**WHAT IS NEEDED**:
In the article on Hillary Clinton's health, who replaced Thomas Eagleton on the 1972 Democratic ticket?

**DOCUMENT SEGMENT**:
--------------------------------------------------

Clinton's Poor Health Reflects Consistent Veil on Presidential Medical History
September 14, 2016By Tiffani Knowles

After her collapse following a memorial commemorating the victims of the 9/11 attacks in New York, Democratic presidential nominee Hillary Clinton was forced to cancel a fundraising trip to California in order to rest – as prescribed by her physician- raising concerns about her physical well-being.

                  

It has since been revealed that she was diagnosed with pneumonia on Friday, causing nationwide suspicion that her overall health is not what it should be to take public office.

                  

If Clinton wins the election, she will be the second-oldest president to take office at 69 years old. Trump would be the oldest at 70, beating out Ronald Reagan for the title.

                  

There has only been one time in election history when a nominee had to be placed on the campaign trail and it was a Democratic nominee.

                  

Just months before the 1972 presidential election, presidential nominee George McGovern discovered that his vice presidential nominee Thomas Eagleton had had multiple bouts of depression and related hospitalization. Instead of taking chances that his mental health background would hurt the ticket, the Democratic Party replaced him with a former ambassador, Sargent Shriver.

--------------------------------------------------

**SOURCE DATA**:
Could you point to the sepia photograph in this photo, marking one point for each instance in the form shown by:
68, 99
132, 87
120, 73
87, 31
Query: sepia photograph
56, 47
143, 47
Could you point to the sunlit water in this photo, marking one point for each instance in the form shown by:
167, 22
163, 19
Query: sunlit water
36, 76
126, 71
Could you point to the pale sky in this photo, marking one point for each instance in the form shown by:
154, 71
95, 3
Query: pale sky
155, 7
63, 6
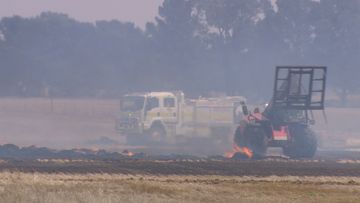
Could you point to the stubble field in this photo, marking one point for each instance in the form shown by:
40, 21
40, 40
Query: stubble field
74, 123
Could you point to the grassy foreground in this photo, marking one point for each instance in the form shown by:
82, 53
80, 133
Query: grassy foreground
36, 187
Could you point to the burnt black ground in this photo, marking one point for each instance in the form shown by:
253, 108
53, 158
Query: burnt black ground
33, 159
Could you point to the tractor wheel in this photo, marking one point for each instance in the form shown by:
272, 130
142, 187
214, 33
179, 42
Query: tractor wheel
303, 143
254, 138
134, 139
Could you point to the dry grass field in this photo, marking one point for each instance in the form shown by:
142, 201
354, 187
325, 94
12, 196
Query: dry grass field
37, 187
72, 123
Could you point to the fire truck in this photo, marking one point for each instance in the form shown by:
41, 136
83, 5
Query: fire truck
169, 117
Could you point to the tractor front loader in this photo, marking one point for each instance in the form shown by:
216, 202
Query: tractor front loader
286, 120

--------------------------------------------------

**TASK OUTPUT**:
Sargent Shriver, a former ambassador.